◆ PROBLEM TO SOLVE ◆
Give back all of the rows below word for word, with nothing changed.

# start of RAW RECORDS

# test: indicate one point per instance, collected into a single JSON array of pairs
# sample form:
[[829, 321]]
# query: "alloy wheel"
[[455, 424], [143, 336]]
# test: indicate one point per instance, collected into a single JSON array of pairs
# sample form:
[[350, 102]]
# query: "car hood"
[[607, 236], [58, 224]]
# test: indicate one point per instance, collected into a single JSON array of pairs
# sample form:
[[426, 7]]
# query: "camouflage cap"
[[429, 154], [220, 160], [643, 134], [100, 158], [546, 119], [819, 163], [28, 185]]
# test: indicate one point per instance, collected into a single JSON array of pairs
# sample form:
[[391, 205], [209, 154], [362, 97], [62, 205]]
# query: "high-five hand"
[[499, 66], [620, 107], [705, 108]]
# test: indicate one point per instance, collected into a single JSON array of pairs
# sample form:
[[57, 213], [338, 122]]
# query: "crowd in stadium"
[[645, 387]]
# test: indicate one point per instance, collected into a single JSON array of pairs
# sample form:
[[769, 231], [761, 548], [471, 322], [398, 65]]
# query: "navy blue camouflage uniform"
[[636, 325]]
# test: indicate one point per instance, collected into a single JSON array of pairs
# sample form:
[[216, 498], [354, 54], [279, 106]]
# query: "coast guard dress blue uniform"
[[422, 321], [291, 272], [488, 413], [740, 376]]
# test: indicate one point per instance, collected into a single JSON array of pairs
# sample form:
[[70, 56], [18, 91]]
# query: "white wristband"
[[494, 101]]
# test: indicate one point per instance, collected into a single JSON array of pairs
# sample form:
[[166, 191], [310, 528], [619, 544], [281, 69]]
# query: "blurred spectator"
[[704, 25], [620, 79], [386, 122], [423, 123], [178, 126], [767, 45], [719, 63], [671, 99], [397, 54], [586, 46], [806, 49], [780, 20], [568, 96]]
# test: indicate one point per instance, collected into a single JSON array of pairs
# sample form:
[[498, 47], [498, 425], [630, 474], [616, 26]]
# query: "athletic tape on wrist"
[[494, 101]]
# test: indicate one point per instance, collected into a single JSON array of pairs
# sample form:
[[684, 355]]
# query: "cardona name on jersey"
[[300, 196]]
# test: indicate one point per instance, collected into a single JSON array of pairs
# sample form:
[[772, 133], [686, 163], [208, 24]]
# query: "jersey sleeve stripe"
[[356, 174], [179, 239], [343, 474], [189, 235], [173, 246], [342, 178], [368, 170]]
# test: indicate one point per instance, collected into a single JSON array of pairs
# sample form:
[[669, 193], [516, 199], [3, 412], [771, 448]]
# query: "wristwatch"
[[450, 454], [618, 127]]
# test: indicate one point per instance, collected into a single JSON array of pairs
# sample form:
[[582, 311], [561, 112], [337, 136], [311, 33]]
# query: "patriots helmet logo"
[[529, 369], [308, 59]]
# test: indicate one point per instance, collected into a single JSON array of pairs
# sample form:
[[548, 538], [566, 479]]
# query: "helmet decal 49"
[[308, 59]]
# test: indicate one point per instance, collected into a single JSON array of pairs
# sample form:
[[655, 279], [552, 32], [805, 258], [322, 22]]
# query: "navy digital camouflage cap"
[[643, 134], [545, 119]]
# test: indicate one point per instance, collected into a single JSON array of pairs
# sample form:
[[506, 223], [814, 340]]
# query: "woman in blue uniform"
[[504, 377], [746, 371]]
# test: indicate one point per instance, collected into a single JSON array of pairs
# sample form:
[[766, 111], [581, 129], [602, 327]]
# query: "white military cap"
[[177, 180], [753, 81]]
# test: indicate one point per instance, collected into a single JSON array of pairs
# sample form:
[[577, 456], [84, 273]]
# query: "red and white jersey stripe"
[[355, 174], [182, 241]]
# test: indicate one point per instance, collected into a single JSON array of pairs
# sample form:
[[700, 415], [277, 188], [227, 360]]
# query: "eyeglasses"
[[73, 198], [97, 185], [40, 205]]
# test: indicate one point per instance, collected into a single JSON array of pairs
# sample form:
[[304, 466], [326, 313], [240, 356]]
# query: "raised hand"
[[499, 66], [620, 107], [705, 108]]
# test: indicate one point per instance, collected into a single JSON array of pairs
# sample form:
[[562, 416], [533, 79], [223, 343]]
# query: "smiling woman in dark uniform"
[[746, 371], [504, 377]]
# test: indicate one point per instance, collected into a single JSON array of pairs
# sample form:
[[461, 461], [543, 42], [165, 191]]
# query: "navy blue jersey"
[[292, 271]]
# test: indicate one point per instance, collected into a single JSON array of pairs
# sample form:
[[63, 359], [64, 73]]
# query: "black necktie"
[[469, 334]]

# end of RAW RECORDS

◆ COMPLETE RESPONSE ◆
# test: indicate one point per instance, collected into a single JSON array of pairs
# sample form:
[[829, 321]]
# query: "alloy wheel"
[[455, 424], [143, 336]]
# test: indicate one point per instance, collected into a single JSON array of pairs
# sample form:
[[350, 102]]
# query: "car hood"
[[607, 236], [58, 224]]
# test: indicate one point per instance, collected into a single JSON array of pairs
# sample form:
[[426, 7]]
# query: "camouflage cap"
[[429, 154], [220, 160], [643, 134], [100, 158], [546, 119], [819, 163], [28, 185]]
# test: indicate one point per instance, collected into a single JSON array of pairs
# sample form:
[[391, 205], [209, 154], [362, 97], [62, 205]]
# query: "high-five hand"
[[499, 66], [620, 107], [705, 108]]
# test: indicate one point per instance, collected into a single JSON array of pairs
# sample form:
[[57, 213], [338, 122]]
# query: "crowd in stadium"
[[645, 387]]
# test: indicate one point per instance, collected into a single JSON array of pairs
# sample form:
[[769, 231], [761, 548], [471, 322], [398, 65]]
# query: "navy blue camouflage uniform"
[[636, 325]]
# test: indicate one point per instance, collected into a single JSON array of pairs
# sample form:
[[216, 498], [354, 54], [279, 106]]
# query: "coast guard dress blue uniform"
[[422, 321], [291, 272], [488, 413], [740, 376]]
# test: indicate one point per instance, collected into a single JSON array of pairs
# sample form:
[[70, 56], [18, 91]]
# query: "white wristband"
[[494, 101]]
# test: indicate one point per instance, collected into a single JSON array of pairs
# sample form:
[[166, 191], [310, 528], [619, 544], [281, 69]]
# query: "blurred spectator"
[[704, 25], [620, 79], [386, 122], [423, 123], [178, 126], [767, 45], [719, 63], [671, 99], [397, 54], [586, 46], [806, 49], [780, 20], [568, 96]]
# test: indicate one point per instance, collected into a single JSON array of pairs
# sample form:
[[498, 47], [498, 425], [630, 474], [616, 26]]
# query: "athletic tape on wrist"
[[494, 101]]
# test: indicate one point per instance, collected into a single JSON array of pairs
# sample form:
[[684, 355]]
# query: "cardona name on jersey"
[[300, 196]]
# test: indicate one point per instance, collected into a single JSON array of pairs
# sample form:
[[772, 133], [686, 163], [208, 24]]
# query: "jersey sleeve stripe"
[[356, 174], [179, 239], [343, 474], [189, 235], [173, 246], [342, 178], [368, 170]]
# test: indicate one point per instance, collected into a single JSON array of pairs
# sample form:
[[669, 193], [516, 199], [3, 412], [771, 448]]
# query: "wristwatch"
[[450, 454], [618, 127]]
# test: indicate one point per instance, collected into a single JSON array of pairs
# sample form:
[[582, 311], [561, 112], [337, 136], [311, 33]]
# query: "patriots helmet logo"
[[529, 369], [308, 59]]
# test: indicate one point per instance, collected into a single JSON array of pairs
# sample form:
[[548, 538], [566, 479]]
# query: "helmet decal 49"
[[308, 59]]
# test: indicate one point per instance, collected into a single JSON array of pairs
# sample form:
[[655, 279], [552, 32], [805, 258], [322, 22]]
# query: "navy digital camouflage cap"
[[643, 134], [545, 119]]
# test: indicate one point per instance, collected into a single JSON array of pairs
# sample form:
[[506, 223], [814, 340]]
# query: "woman in blue uniform"
[[504, 377], [746, 371]]
# test: indicate one point per instance, collected into a single JSON array of pairs
# sample form:
[[766, 111], [581, 129], [602, 327]]
# query: "white military cap"
[[177, 180], [753, 81]]
# test: indicate one point per instance, collected into a single JSON array of pairs
# sample form:
[[577, 456], [84, 273]]
# query: "red and white jersey stripe"
[[355, 174], [182, 241]]
# test: indicate one point per instance, collected into a single JSON array of pairs
# sample form:
[[700, 415], [277, 188], [227, 360]]
# query: "eyeglasses"
[[73, 198], [97, 185], [40, 205]]
# test: indicate one point per instance, collected into a single JSON array of pairs
# sample form:
[[304, 466], [326, 313], [240, 356]]
# query: "raised hand"
[[499, 66], [620, 107], [705, 108]]
# test: indicate one point per instance, collected into a single JSON array of pairs
# sample form:
[[562, 416], [533, 79], [223, 343]]
# query: "smiling woman in dark uniform"
[[746, 371], [504, 377]]
# test: indicate one point per instance, collected into a single JSON array of pairs
# sample form:
[[461, 461], [543, 42], [165, 191]]
# query: "navy blue jersey"
[[292, 271]]
# test: indicate one point per instance, collected into a single JSON array of pairs
# sample form:
[[63, 359], [64, 73]]
# query: "black necktie"
[[469, 334]]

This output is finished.